THE TASK:
Rescale the material below, starting with the line that contains "of the weathered" and going on through the end of the material, by rewriting every line in that span, with each answer coordinate multiplied by 1.2 and rounded to a whole number (halves rounded up), and all other lines and numbers left unchanged.

(Rows from a pointing dataset)
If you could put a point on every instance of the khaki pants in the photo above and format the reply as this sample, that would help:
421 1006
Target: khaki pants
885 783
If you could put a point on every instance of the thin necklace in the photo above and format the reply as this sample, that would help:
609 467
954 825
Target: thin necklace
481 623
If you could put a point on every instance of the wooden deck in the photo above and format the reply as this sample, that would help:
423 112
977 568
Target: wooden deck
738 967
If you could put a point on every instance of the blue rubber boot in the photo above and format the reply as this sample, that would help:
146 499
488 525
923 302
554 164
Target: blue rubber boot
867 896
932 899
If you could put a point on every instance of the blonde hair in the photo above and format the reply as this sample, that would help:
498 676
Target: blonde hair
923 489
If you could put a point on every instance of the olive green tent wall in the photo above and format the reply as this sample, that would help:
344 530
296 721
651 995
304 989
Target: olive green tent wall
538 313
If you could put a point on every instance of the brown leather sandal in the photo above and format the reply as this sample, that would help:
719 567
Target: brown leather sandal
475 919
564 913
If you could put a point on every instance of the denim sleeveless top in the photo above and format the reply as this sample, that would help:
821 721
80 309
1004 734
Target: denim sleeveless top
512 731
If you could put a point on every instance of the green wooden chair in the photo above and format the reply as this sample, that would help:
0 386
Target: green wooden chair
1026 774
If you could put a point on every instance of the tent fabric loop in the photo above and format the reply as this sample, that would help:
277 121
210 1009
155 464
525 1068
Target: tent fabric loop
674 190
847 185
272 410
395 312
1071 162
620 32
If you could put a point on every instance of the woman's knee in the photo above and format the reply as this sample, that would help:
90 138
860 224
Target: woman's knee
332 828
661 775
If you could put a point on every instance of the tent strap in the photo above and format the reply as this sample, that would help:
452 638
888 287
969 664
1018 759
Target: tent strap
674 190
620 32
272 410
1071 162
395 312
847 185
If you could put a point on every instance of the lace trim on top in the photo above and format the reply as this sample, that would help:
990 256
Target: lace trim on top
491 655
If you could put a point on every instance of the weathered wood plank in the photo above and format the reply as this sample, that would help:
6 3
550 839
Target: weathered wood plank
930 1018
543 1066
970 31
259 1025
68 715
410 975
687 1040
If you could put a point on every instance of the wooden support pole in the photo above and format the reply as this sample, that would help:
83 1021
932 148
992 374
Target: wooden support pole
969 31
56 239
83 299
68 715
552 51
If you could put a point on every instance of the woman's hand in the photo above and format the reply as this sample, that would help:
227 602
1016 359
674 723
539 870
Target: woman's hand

THE REPLY:
If you could put a point on every instance of the weathered wood plank in the photo above and format the reply as this sample, that would help:
6 3
550 839
Target: weathered wood plank
1116 1222
652 1279
1164 37
311 1230
82 858
492 1170
824 1248
If you could put a point on every instance of the wooden support pole in the photo above and format the reply as this sample, that would help:
83 1021
932 148
992 374
Target: wooden support pole
1163 37
67 287
100 359
82 858
662 61
If you could put a point on every instance of the woman's hand in the photo above and format the reply as this sample, that would help:
227 602
1016 359
674 723
539 870
Target: woman's hand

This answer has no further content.